- [Data for this exercise]:

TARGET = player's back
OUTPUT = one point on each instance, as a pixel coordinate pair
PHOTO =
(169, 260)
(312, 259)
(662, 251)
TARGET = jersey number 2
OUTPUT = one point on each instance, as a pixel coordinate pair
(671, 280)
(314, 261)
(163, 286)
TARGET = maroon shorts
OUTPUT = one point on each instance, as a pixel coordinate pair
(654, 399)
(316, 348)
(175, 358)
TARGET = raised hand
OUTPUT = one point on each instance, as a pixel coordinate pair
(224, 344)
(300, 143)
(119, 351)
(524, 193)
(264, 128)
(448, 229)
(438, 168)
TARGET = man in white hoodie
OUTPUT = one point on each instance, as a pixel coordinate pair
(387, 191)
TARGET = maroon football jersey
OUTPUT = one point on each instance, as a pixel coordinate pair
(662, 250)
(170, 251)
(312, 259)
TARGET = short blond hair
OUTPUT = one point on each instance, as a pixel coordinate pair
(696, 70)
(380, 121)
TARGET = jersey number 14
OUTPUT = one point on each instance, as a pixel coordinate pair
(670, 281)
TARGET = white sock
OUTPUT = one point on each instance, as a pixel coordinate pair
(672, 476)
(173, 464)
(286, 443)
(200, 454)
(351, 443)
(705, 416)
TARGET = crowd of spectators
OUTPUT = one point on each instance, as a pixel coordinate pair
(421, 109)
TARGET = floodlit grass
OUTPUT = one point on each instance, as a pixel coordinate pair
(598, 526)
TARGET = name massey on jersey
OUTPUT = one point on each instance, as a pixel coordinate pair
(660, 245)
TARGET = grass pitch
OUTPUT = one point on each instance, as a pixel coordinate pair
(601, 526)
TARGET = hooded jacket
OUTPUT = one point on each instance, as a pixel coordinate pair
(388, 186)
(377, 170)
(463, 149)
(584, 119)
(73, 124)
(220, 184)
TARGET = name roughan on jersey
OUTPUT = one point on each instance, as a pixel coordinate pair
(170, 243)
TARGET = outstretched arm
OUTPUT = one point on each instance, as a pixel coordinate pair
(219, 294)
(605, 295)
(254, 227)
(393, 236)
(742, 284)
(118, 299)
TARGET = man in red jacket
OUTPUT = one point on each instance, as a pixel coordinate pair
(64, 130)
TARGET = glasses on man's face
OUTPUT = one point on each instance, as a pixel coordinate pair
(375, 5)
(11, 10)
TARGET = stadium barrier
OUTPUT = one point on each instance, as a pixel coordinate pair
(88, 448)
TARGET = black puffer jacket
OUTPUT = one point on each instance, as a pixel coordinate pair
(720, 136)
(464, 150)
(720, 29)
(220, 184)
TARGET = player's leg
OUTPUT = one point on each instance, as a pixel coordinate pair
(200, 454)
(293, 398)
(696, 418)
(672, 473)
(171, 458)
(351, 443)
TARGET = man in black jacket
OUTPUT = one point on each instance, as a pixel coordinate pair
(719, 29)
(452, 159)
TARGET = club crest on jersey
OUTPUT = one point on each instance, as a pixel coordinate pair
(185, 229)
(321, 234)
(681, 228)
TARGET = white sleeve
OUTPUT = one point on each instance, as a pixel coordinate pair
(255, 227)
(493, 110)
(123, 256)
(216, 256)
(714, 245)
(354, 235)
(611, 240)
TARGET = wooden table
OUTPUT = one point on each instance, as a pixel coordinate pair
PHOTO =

- [Your objective]:
Retype all the data exactly, line for line.

- [Answer section]:
TARGET = player's back
OUTPUT = one point on each instance, as a pixel coordinate pair
PHOTO =
(169, 260)
(312, 259)
(662, 251)
TARGET = jersey number 2
OUTPUT = one point on each instance, as a pixel coordinate pair
(671, 280)
(314, 261)
(163, 286)
TARGET = maroon shorts
OUTPUT = one point on each instance, as a pixel coordinate pair
(654, 399)
(316, 348)
(175, 358)
TARGET = raised hand
OUTPUT = one point on each instance, as a pixel coordinate pair
(224, 344)
(300, 143)
(119, 351)
(524, 193)
(264, 128)
(448, 229)
(438, 168)
TARGET = man in white hoodie
OUTPUT = one point on each instance, as a pixel coordinate pair
(387, 191)
TARGET = maroon football jersey
OUTPUT = one point on each instance, as a pixel coordinate pair
(662, 250)
(170, 251)
(312, 259)
TARGET = short blond hair
OUTPUT = one point on each instance, as a pixel coordinate pair
(696, 70)
(380, 121)
TARGET = jersey number 14
OUTPUT = one point on each instance, as a pixel coordinate pair
(670, 281)
TARGET = white sock
OUTPUT = one point on each instance, as a pixel coordinate pair
(672, 476)
(173, 464)
(286, 443)
(200, 454)
(351, 443)
(705, 416)
TARGET = crowd of spectators
OUTPUT = one point on each instance, as a pixel coordinate pair
(421, 109)
TARGET = floodlit grass
OUTPUT = one point on each instance, as a pixel coordinate pair
(598, 526)
TARGET = name massey on jersey
OUTPUT = one point on each instance, as a pixel coordinate pair
(660, 245)
TARGET = grass pitch
OUTPUT = one point on each instance, as a pixel coordinate pair
(601, 526)
TARGET = hooded jacket
OUTPUT = one point on each instance, as a pixel coordinate pair
(388, 186)
(377, 170)
(463, 149)
(584, 119)
(73, 124)
(220, 184)
TARGET = name roughan on jersey
OUTPUT = one point on each instance, as a pixel coordinate pair
(170, 243)
TARGET = outstretched arm
OUTPUT = one point on each instance, as a pixel coordinate pair
(219, 294)
(605, 295)
(254, 227)
(393, 236)
(742, 284)
(118, 299)
TARGET = man in red jacket
OUTPUT = one point on each instance, as a pixel coordinate pair
(64, 130)
TARGET = glasses on man's face
OUTPUT = one point on each instance, as a pixel coordinate pair
(375, 5)
(11, 10)
TARGET = stadium barrier
OUTPUT = one point on each instance, as a pixel coordinate pair
(88, 448)
TARGET = black puffer jacket
OUTPUT = one point on each instance, as a pixel coordinate pair
(720, 136)
(464, 150)
(720, 29)
(220, 184)
TARGET = player's leg
OUTPUT = one point on each instance, as a pixel coordinate pair
(200, 454)
(293, 398)
(696, 418)
(672, 473)
(171, 458)
(351, 443)
TARGET = man in black jacket
OUTPUT = one point on each instance, as a pixel coordinate pair
(719, 29)
(452, 159)
TARGET = club crest on jersey
OUTPUT = one point on each instance, as a pixel coordinate pair
(185, 229)
(321, 234)
(681, 228)
TARGET = white sleeve
OUTPUT = one point on each instance, as a pixel coordinate pair
(255, 227)
(493, 110)
(123, 256)
(216, 256)
(714, 245)
(354, 235)
(611, 240)
TARGET = wooden table
OUTPUT = one point on each instance, as a pixel coordinate pair
PHOTO =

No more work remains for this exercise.